■ GOAL OF THE EXERCISE ■
Rewrite the rows from the line with "Highlight-reel tagging: indicate the black" through the end of the rows, replacing "black and white photograph" with "grayscale photograph" and leaving everything else unchanged.

[Source rows]

# # # # # # #

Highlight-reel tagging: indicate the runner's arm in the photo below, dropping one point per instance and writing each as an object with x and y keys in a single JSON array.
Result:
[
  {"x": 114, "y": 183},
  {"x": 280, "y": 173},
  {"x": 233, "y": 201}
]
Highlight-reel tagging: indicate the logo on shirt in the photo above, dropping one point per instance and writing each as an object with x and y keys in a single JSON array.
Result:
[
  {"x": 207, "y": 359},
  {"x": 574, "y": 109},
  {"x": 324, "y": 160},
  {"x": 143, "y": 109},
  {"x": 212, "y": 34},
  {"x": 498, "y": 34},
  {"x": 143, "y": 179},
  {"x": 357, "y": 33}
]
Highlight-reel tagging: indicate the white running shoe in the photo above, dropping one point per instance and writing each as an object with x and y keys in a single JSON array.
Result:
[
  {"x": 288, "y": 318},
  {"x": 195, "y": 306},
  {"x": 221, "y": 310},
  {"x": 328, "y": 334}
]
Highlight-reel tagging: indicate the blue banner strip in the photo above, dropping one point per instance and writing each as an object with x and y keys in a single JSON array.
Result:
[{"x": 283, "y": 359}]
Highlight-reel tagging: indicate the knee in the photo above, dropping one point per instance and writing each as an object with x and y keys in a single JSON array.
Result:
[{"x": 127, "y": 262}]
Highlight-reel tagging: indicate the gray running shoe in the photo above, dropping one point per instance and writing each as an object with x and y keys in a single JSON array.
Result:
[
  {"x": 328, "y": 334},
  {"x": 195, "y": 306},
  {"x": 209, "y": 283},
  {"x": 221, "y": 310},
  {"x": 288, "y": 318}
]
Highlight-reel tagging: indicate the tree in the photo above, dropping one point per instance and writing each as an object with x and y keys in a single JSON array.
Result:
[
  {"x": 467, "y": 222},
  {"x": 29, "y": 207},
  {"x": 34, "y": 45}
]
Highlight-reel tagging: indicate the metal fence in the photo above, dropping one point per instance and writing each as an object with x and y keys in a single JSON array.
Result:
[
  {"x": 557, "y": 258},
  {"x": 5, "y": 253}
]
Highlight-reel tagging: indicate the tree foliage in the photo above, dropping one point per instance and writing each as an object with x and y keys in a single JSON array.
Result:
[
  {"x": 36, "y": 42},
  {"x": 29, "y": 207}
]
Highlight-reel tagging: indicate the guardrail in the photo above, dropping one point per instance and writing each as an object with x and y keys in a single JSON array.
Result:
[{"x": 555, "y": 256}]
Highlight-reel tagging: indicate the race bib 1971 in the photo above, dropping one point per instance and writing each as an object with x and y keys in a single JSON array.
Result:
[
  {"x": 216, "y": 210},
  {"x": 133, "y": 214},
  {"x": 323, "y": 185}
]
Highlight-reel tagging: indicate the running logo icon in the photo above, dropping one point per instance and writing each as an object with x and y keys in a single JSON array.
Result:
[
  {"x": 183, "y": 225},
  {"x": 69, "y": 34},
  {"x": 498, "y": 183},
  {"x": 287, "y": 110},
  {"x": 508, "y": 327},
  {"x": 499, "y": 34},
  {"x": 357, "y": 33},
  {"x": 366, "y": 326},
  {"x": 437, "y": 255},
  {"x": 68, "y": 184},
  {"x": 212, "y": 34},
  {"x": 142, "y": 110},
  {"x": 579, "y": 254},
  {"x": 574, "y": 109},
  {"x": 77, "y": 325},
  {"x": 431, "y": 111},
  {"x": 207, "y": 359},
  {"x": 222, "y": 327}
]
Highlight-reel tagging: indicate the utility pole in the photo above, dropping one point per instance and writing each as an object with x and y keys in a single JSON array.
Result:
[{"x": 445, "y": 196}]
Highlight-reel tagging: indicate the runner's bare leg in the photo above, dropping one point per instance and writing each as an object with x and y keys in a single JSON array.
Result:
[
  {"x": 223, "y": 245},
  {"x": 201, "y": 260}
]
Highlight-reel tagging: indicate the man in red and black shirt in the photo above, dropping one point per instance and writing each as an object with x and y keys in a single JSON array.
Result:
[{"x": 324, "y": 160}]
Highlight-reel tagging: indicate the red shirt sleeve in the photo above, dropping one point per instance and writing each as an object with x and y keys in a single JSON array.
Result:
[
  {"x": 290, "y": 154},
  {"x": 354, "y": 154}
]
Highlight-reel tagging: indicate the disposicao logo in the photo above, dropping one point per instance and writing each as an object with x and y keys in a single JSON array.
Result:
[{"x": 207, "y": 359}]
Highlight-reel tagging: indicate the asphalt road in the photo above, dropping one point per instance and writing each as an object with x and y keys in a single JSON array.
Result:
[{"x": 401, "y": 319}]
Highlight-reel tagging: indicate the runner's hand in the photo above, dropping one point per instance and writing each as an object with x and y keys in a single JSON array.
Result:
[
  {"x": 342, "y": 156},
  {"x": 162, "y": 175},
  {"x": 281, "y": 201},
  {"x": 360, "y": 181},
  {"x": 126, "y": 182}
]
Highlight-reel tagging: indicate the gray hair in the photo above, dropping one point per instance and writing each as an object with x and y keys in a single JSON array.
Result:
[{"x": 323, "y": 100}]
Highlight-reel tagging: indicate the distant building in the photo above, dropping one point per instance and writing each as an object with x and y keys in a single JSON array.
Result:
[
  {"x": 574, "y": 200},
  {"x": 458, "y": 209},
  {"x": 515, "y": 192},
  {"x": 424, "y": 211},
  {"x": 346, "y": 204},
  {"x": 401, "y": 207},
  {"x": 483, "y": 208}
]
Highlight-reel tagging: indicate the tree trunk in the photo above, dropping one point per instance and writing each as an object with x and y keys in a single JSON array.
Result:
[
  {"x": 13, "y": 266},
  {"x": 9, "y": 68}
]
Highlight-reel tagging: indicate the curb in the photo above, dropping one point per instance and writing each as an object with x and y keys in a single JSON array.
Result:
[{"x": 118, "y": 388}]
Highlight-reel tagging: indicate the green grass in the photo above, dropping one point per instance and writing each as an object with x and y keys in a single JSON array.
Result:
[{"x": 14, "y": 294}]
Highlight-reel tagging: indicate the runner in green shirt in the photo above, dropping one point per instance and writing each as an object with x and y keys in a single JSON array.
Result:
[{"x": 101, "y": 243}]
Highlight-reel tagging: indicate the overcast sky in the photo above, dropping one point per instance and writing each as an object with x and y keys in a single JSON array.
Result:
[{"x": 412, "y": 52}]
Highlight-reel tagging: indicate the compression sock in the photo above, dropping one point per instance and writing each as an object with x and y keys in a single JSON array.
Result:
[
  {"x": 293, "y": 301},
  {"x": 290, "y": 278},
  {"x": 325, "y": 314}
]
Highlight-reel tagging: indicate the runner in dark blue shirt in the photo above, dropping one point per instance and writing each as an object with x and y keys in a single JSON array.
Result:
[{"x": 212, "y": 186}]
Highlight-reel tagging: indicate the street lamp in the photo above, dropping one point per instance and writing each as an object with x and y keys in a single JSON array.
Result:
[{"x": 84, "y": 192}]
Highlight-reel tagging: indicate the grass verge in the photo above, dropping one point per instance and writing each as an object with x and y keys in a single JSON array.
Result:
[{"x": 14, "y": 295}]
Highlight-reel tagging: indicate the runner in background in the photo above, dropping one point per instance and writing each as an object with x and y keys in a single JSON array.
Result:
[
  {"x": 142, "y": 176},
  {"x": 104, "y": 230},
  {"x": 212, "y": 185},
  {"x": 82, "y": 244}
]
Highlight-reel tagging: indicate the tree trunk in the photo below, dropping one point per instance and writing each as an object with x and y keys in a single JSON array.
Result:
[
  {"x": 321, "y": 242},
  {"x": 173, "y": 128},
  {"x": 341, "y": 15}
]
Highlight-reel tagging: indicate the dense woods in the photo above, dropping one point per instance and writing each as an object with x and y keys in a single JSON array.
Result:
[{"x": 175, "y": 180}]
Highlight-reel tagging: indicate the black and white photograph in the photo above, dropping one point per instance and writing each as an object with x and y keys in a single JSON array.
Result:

# # # # # # #

■ SOLUTION FOR THIS PROBLEM ■
Highlight-reel tagging: indicate the grayscale photograph in the photo above, dropping one point per instance and writing each as an object with x and y keys in a single JSON array.
Result:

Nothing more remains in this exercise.